GIVEN REQUEST
Copy out everything from the line containing "CALL detect_objects(image := , query := 'ornamental" down to the line containing "[637,522,848,773]", switching "iron" to "steel" and leaving all else as it stands. Give only those lines.

━━ RECORDS TO PROCESS

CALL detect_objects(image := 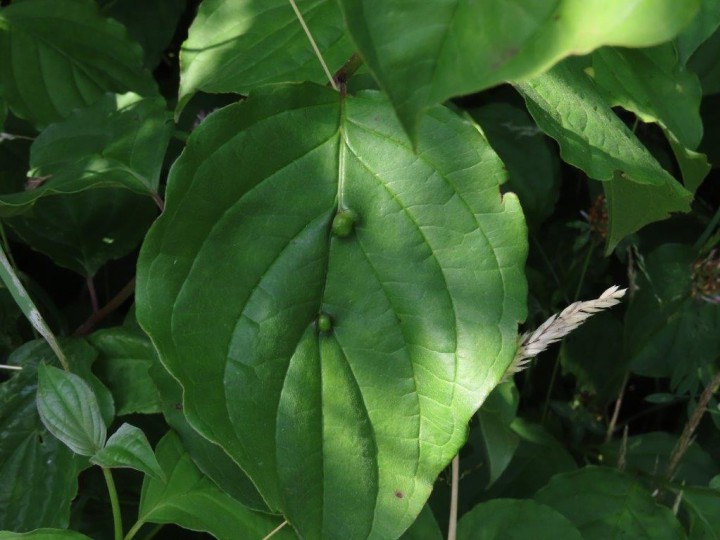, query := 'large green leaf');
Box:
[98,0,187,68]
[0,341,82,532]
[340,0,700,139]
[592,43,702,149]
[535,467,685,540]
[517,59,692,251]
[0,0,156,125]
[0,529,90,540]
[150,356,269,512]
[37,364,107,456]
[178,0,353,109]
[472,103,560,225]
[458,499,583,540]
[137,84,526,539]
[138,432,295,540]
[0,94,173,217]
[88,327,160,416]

━━━━
━━ RECORDS TO PROCESS

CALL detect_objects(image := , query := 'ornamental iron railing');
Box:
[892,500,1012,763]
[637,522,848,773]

━━━━
━━ RECORDS TO PROCESS

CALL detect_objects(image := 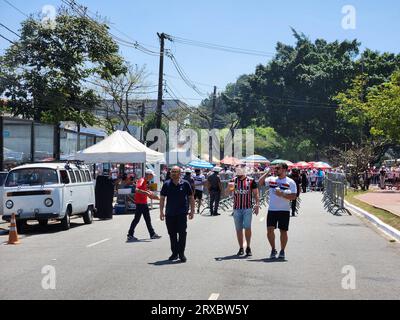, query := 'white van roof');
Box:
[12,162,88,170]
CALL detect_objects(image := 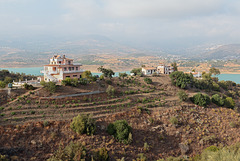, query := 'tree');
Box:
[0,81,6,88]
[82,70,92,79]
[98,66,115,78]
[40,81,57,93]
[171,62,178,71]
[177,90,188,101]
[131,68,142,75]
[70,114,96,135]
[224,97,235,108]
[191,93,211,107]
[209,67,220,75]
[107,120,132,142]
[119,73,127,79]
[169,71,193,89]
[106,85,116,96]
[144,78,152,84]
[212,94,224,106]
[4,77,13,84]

━━━━

TASK OUTPUT
CALL detect_objects(image := , query := 'ornamental steel railing');
Box:
[892,500,1012,763]
[637,522,848,773]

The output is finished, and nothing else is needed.